Directive A
Extract the rows verbatim, everything from the line containing "Mark each instance of the beige" down through the final row.

Selection
┄┄┄┄┄┄┄┄┄┄┄┄┄┄┄┄┄┄┄┄

Commands can also be written to control the routing:


add ip mask gw [ tag ]
Add a route via the gateway identified by IP address gw to the address specified by ip and subnet mask mask. Tag the resulting table entry with the tag provided, or the current tag (see tag below), or the tag none.
flush [ tag ]
Remove all routes with the given tag that do not correspond to a local interface. If tag is not given, flush all routes.
remove ip mask
Remove routes to the given address.
tag tag
Tag the routes generated by writes on the current file descriptor with the given tag of up to 4 characters. The default is none, set when iproute is opened.

The ipselftab file summarises the addresses and routes that refer to the local host. It gives an address, the number of logical interfaces, and the interface type in the same form as the route type of iproute.

┄┄┄┄┄┄┄┄┄┄┄┄┄┄┄┄┄┄┄┄

Provided data
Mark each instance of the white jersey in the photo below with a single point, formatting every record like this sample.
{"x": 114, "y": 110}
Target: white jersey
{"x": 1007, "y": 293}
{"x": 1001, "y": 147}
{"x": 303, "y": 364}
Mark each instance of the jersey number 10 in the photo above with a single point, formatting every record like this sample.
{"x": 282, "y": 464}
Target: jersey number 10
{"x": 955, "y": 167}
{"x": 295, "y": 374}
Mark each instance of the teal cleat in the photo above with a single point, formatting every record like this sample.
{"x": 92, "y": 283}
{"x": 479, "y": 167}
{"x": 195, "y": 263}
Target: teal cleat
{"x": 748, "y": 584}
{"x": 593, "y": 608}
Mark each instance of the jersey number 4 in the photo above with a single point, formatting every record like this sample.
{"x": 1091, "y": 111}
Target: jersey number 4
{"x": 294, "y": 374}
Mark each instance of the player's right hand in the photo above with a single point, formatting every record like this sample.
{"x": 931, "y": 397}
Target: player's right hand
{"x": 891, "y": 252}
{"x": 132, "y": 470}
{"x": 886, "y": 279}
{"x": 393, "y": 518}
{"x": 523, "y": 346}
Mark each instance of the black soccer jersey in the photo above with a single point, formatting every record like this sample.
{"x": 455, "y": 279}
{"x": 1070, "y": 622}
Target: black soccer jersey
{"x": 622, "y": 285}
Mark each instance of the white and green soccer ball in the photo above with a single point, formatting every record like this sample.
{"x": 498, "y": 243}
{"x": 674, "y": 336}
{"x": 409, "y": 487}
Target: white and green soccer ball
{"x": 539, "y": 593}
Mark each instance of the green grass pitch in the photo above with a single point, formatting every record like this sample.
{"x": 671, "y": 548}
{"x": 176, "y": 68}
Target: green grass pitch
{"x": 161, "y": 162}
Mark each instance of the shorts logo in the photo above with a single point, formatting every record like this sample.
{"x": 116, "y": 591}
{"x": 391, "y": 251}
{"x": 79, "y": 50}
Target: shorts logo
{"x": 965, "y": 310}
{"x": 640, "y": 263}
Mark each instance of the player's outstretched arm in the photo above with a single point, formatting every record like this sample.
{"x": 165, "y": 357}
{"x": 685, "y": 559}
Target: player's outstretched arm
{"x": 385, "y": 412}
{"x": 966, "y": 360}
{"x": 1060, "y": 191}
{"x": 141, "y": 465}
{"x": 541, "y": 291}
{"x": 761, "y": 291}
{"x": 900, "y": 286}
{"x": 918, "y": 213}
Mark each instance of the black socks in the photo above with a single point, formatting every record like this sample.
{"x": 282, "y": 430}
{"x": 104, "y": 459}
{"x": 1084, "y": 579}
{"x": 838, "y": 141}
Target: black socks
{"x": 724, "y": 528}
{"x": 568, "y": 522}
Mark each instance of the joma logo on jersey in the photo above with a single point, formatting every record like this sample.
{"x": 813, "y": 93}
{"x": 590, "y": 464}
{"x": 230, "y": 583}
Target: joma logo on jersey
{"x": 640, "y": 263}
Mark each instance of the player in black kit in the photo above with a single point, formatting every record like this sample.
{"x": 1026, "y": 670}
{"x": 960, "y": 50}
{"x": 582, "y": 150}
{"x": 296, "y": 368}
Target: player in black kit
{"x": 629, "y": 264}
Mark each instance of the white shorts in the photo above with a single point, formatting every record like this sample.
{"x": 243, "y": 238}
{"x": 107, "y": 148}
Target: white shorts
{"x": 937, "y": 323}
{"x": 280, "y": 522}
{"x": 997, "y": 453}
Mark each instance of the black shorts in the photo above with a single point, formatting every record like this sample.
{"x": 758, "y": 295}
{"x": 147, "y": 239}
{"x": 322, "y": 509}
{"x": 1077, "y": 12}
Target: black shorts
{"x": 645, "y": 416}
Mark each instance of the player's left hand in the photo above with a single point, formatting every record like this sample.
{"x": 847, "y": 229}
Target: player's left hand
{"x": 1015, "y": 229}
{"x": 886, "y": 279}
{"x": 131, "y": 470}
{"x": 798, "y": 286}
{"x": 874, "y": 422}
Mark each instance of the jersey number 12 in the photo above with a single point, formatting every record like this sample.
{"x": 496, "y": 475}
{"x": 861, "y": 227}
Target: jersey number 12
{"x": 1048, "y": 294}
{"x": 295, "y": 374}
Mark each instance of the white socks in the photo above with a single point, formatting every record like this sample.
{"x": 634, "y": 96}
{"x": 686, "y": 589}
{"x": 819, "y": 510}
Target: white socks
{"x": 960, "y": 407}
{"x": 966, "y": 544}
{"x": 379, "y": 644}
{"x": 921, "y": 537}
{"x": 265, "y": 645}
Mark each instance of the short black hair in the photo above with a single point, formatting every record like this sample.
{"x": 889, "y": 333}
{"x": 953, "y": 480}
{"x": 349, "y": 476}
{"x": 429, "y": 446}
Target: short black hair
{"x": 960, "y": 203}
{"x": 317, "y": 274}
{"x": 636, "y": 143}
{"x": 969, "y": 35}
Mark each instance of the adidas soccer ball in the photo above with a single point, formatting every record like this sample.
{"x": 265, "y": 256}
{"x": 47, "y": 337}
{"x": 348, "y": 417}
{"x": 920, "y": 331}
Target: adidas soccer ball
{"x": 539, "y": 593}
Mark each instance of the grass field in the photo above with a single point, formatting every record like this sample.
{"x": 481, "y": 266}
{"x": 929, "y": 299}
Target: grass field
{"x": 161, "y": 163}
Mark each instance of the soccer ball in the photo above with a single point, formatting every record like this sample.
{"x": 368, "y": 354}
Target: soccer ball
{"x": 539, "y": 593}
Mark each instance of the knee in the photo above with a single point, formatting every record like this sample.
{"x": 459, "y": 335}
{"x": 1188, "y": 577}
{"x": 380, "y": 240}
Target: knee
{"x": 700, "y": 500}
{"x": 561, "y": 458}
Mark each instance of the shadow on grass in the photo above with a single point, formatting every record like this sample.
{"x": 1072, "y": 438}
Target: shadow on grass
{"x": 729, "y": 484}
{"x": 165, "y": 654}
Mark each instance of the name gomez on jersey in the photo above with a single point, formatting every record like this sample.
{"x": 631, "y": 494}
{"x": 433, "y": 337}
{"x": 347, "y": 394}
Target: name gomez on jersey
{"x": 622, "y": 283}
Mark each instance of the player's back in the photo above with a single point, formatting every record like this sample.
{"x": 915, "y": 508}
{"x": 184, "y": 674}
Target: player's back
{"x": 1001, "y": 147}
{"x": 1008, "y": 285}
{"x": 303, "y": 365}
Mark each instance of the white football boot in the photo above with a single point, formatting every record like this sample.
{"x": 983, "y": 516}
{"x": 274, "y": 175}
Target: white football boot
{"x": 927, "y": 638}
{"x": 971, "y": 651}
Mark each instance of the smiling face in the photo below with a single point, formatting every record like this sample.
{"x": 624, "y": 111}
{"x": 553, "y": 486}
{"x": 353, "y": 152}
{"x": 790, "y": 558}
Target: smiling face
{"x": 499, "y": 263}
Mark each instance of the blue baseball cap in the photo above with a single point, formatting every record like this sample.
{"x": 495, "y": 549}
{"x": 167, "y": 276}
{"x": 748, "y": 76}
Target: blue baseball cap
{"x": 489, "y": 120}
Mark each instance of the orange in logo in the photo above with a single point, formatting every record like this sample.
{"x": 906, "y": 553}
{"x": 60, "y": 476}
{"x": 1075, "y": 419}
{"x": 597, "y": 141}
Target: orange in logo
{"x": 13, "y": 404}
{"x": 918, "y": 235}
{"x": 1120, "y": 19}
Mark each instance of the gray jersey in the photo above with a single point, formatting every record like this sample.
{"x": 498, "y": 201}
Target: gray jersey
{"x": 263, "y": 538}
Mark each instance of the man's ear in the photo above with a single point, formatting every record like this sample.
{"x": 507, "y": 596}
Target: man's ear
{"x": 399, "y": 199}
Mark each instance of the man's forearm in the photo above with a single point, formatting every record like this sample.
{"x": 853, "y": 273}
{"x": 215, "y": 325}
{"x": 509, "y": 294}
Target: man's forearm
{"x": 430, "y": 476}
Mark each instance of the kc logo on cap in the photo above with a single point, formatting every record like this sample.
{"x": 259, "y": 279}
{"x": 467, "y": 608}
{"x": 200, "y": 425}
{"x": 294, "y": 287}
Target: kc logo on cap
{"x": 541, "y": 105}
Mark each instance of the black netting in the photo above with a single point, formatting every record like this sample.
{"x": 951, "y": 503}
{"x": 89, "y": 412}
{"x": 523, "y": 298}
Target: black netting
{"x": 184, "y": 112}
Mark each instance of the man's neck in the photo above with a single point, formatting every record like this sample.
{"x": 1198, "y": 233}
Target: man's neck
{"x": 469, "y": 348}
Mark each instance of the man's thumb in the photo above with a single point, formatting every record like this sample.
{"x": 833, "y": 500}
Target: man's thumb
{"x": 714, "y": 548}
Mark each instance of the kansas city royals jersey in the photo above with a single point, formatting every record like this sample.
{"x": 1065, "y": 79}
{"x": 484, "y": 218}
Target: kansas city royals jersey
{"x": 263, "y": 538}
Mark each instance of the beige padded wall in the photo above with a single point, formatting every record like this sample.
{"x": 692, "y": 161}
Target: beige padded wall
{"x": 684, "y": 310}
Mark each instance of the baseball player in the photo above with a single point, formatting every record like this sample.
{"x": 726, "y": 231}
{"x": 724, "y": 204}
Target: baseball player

┄┄┄┄┄┄┄┄┄┄┄┄┄┄┄┄┄┄┄┄

Directive B
In the routing text, what is the maximum length of a tag set with the tag command?

Full output A
Mark each instance of the beige padded wall in the photo above with a single point, formatting every record like this sample.
{"x": 692, "y": 161}
Target: beige padded wall
{"x": 684, "y": 310}
Mark each instance of the baseball player in the photo above with a single point, formatting every record like this sample.
{"x": 726, "y": 231}
{"x": 724, "y": 204}
Target: baseball player

Full output B
Up to 4 characters.